-- TEXTABSCHNITT --
########################################

All diese Mehrwerte werden durch ein wachsendes Interesse und die damit einhergehende wachsende Nachfrage in den kommenden Jahren sehr an Bedeutung gewinnen.

Europäische Richtlinien, Normen und Gesetze

Wollen Möbelhersteller diesen Anforderungen gerecht werden, ist es unabdingbar, sich in dem komplexen Gefüge der europäischen Rechtsvorschriften zurecht zu finden. Möbelhersteller müssen die grundlegende Fragestellung beantworten, ob und unter welchen Bedingungen Möbel mit elektrischen Komponenten unter welche der europäischen Richtlinien fallen.
Zunächst ist als Klammer die allge­meine Produktsicherheits-Richtlinie (2001/95/EG) zu betrachten. Mit dieser Richtlinie soll sichergestellt werden, dass die in den Verkehr gebrachten Produkte sicher sind. Nach der Produktsicherheits-Richtlinie ist ein „sicheres Produkt jedes Produkt, das bei normaler oder vernünftigerweise vorhersehbarer Verwendung, was auch die Gebrauchsdauer sowie gegebenenfalls die Inbetriebnahme, Installation und Wartungs-Anforderungen einschließt, keine oder nur geringe, mit seiner Verwendung zu vereinbarende und unter Wahrung eines hohen Schutzniveaus für die Gesundheit und Sicherheit von Personen vertretbare Gefahren birgt.“
Sie gilt auch für Aspekte und Risiken, die nicht von Sicherheits-Anforderungen in anderen spezifischen Rechtsvorschriften abgedeckt sind. Bezüglich diesen ist vom Möbelhersteller bei der Verwendung von elektrischen Bauteilen darauf zu achten, dass die Lieferanten die vorgeschriebenen Anforderungen an die CE-Kennzeichnung und die Dokumentation erfüllen. Prüfen sollte er ebenfalls, ob er gegebenfalls von diesen gesetzlichen Regelungen betroffen sein könnte.

########################################

[Einträge aus einem Datensatz]
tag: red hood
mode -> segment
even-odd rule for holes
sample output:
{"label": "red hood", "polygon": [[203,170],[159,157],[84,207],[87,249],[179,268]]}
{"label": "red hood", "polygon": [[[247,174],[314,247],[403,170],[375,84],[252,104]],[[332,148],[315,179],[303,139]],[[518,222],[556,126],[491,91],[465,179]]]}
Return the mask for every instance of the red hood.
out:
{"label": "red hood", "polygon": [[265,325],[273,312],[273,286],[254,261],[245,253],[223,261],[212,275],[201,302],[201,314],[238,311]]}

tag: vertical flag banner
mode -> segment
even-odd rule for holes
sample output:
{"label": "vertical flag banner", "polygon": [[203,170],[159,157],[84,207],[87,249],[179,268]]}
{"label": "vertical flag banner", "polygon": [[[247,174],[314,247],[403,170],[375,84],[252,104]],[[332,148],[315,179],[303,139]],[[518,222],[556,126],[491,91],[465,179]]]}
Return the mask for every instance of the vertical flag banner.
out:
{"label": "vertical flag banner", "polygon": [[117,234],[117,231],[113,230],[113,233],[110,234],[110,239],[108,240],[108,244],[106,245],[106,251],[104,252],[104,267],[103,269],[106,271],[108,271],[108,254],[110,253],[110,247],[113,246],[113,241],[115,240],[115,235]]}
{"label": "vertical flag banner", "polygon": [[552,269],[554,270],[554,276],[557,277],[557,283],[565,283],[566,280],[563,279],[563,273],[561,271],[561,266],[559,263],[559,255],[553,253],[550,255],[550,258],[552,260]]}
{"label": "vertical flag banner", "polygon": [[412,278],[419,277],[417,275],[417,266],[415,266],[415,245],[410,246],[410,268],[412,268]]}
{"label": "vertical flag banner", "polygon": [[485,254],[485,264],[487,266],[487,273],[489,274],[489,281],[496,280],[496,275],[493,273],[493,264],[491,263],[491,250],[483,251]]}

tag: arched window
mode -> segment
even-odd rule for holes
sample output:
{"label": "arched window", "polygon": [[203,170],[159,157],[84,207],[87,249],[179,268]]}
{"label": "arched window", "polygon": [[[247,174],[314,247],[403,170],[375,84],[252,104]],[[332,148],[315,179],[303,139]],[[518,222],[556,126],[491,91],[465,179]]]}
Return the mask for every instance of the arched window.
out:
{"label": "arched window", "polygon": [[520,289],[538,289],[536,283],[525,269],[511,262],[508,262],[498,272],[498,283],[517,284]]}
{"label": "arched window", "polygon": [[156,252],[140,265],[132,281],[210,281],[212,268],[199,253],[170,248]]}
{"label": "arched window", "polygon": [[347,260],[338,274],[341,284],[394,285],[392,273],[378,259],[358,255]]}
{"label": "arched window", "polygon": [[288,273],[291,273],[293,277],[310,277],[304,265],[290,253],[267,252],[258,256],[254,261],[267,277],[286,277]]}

########################################

-- AUFGABENBESCHREIBUNG --
Setzen Sie den Text über europäische Rechtsvorschriften für Möbel mit elektrischen Komponenten im Anschluss an seinen letzten Satz fort.

-- ERGEBNIS --
Die spezifischen Rechtsvorschriften der EU überschneiden oder ergänzen sich teilweise, da sie eine Vielzahl von Produkten abdecken. Daher besteht auch die Möglichkeit, dass für das Inverkehrbringen und die Inbetriebnahme eines Produktes mehrere Gesetze berücksichtigt werden müssen. Die  Übersicht unten listet die wesent­lichen europäischen Richtlinien dazu auf.
Insbesondere die europäischen Richt-linien gelten als sogenannte „Total Safety Directives“. Dies bedeutet, dass – gleich welche Richtlinie angewendet wird – das Produkt alle geltenden      Sicherheits-Anforderungen erfüllen muss. Ziel dabei ist nicht nur die Erhöhung der Sicherheit, sondern auch deren Gewährleistung.
Die spezifischen Richtlinien enthalten Anforderungen zu Konformitäts-Bewertungsverfahren, zur Durchführung einer Risikobeurteilung, zur Erstellung einer technischen Dokumentation sowie zur Produkt- und CE-Kennzeichnung.
Die europäischen Richtlinien werden in nationale Gesetze überführt. In Deutschland geschieht dies durch das Produktsicherheits-Gesetz (ProdSG) und abgeleitete Verordnungen zu den spezifischen EU-Richtlinien.
Zusätzlich kann eine Vielzahl von europäischen und internationalen Normen aus dem Elektrobereich relevant werden, abseits von den ursächlichen Normen für Möbel.
Die Regulierung in Europa nimmt stetig zu. Die Ungleichheit bei der Umsetzung der europäischen Richtlinien steht in den Mitglieds-Staaten trotz eines freien Binnenmarktes der beabsichtigten Harmonisierung entgegen.Zweifelhafte Importe aus Asien tun ihr Übriges. Auch der deutsche Gesetzgeber nimmt seine sich selbst auferlegte Vorreiterrolle sehr ernst und legt oft noch „eine Schippe“ drauf.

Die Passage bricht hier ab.